(Rows from a dataset)
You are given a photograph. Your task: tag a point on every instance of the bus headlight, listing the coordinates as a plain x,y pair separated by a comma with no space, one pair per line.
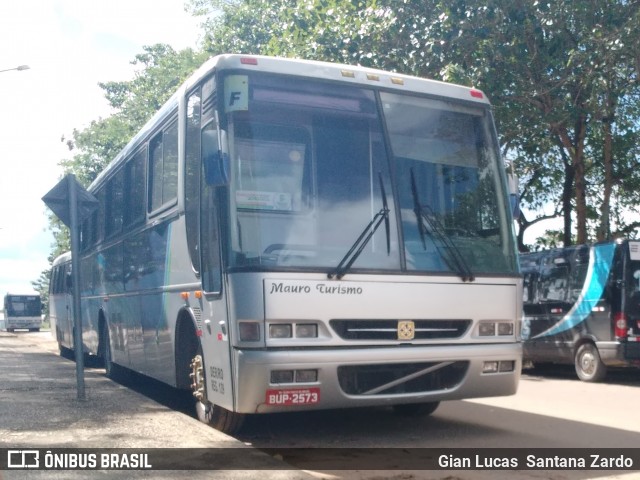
307,330
505,328
487,329
280,330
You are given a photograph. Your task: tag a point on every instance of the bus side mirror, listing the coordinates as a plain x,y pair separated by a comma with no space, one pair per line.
214,157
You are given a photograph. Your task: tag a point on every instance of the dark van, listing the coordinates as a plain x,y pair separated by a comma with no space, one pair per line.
582,307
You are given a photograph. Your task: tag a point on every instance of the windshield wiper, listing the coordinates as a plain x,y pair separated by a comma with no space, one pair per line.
454,258
366,235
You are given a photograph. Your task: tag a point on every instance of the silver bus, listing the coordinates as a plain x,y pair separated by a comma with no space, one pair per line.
22,311
291,235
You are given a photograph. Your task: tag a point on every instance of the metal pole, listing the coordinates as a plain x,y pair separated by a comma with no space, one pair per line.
74,228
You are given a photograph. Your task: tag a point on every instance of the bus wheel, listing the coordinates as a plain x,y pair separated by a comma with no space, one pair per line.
219,418
416,409
589,366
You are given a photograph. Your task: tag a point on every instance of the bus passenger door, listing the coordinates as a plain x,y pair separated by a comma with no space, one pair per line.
215,328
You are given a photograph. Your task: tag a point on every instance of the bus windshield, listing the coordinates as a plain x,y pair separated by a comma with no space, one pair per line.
312,164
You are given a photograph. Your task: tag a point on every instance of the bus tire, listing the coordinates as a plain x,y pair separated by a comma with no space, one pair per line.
589,366
218,417
416,409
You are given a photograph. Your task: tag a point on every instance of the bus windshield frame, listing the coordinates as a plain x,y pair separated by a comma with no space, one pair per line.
309,161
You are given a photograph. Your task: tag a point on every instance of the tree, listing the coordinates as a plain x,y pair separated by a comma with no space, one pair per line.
161,71
558,74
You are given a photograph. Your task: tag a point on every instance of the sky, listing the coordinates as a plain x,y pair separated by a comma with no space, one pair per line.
70,46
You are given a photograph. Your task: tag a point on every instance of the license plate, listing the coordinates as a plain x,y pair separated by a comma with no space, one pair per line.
298,396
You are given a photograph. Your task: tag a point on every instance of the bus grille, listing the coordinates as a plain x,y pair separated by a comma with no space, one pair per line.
388,329
401,378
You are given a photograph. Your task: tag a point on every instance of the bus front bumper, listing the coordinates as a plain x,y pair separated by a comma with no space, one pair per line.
358,377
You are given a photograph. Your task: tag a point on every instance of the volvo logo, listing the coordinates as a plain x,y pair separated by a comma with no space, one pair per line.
406,330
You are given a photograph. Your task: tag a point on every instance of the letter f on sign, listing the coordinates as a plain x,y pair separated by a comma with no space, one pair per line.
236,89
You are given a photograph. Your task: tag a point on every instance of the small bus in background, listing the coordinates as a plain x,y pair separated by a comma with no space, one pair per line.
582,307
22,311
292,235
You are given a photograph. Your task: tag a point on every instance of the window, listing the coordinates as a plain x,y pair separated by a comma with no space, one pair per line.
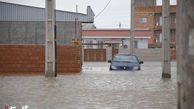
160,20
136,43
160,37
142,20
100,44
91,42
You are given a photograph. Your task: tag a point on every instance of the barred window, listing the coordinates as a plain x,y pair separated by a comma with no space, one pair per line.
142,20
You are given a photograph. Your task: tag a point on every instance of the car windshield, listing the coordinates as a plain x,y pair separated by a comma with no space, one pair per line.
125,58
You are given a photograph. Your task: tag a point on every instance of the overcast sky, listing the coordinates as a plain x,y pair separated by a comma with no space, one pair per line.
118,11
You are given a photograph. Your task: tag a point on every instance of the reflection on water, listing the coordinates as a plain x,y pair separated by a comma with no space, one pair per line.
95,88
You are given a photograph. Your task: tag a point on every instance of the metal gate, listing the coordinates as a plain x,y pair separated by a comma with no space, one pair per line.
94,55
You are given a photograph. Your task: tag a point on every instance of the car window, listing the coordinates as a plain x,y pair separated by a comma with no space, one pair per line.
122,58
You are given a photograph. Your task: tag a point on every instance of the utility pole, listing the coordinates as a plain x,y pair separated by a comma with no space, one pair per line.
132,28
50,39
166,40
185,54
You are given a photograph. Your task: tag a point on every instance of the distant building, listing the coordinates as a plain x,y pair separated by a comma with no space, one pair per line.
20,24
101,38
150,18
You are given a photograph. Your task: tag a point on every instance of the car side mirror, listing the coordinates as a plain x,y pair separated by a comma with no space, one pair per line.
140,62
109,61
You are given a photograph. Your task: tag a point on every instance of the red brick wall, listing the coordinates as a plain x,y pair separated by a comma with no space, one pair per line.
30,59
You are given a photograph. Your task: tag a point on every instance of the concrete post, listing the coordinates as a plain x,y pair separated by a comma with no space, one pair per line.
185,54
132,28
50,41
166,39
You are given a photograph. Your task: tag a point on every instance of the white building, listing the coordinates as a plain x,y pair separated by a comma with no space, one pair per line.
100,38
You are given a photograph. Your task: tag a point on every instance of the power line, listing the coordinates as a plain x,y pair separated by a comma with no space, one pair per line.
102,9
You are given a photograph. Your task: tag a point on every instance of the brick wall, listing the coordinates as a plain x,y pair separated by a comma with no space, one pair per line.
148,24
30,59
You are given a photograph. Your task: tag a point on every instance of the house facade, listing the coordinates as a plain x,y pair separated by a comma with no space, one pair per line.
102,38
150,18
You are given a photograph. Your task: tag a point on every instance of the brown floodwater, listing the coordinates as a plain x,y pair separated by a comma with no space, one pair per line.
95,88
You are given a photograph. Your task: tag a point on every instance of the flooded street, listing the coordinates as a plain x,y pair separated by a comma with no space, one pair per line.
95,88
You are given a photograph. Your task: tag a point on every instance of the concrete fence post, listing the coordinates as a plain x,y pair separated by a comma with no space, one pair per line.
185,54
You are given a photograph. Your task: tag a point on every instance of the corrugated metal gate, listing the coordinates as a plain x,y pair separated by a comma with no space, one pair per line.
95,55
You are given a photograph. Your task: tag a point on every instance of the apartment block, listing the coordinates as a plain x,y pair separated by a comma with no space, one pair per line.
150,18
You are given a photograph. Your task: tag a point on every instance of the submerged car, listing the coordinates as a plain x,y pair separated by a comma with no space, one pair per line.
125,62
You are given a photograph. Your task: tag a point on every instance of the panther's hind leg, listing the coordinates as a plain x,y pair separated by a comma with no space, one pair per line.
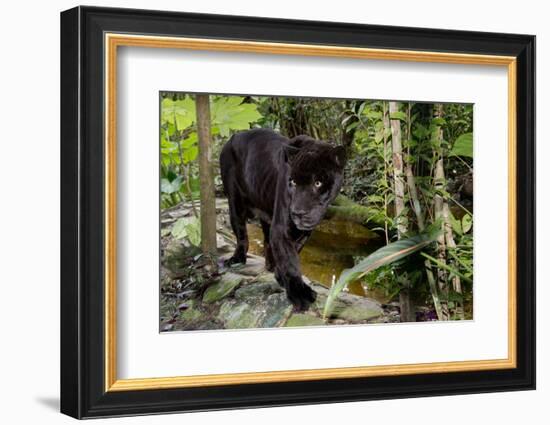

** Goal **
Leave the pictures out, and please copy only the lines from the one with "of the flooded" through the end of the listing.

** Response **
You are given a photograph. Your task: tag a point on every instance of the flooded street, listing the coordinates as a plain x,y pair separated by a comma with no space, one pair per line.
95,88
You are given a photograph. Your task: tag a point on every instance of the concrete fence post, listing the coordinates as a plain x,y pair separated by a comma with no space, one pair per line.
185,54
You are given a photograph. Your task: tag a point on every instance of the corrugated metal gate, listing the coordinates as a plain x,y pair separated by a comma with no space, one pair per line.
95,55
You are given a photograph. Your task: tag a point on every instance of the apartment block, listing the coordinates as a plain x,y pair separated by a comma with no space, one pair per line.
150,18
You are given a photograph. Your task: tag a point on every instance of the submerged car, listing the coordinates as a plain x,y pair separated by a comma with no space, one pair per line.
125,62
You are given a photograph. Your task: tag a point on every instance of the panther's hind leg, listing the coordinates as a plain x,y pair separated by a comma with no space, one pair per line.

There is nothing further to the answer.